* Task objective: How many lines in the entries below contain the word "tree"? Reply with the number alone.

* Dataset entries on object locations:
- - -

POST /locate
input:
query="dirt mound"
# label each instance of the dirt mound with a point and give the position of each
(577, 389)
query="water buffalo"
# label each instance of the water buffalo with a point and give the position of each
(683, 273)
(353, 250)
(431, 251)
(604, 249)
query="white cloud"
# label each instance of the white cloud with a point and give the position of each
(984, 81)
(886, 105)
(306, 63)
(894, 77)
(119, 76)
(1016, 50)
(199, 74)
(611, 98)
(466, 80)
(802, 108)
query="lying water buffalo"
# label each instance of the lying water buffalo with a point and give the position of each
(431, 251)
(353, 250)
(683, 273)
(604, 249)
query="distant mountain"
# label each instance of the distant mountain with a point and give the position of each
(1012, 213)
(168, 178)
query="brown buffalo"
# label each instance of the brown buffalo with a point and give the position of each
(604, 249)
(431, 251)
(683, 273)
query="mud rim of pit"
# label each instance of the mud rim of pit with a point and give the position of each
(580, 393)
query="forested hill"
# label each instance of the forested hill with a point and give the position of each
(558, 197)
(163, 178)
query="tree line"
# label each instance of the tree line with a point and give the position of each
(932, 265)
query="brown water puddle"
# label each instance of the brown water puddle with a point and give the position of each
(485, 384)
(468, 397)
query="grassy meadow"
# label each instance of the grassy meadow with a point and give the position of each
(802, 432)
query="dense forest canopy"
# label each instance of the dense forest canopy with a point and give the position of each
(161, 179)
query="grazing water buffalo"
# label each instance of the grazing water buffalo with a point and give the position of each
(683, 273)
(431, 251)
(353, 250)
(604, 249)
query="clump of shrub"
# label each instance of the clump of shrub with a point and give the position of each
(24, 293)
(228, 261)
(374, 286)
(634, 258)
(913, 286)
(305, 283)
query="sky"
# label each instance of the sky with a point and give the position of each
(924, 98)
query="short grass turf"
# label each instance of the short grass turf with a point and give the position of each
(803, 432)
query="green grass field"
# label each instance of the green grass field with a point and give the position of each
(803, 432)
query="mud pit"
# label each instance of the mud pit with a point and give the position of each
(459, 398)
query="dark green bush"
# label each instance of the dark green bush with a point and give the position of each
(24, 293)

- - -

* Problem solution: 2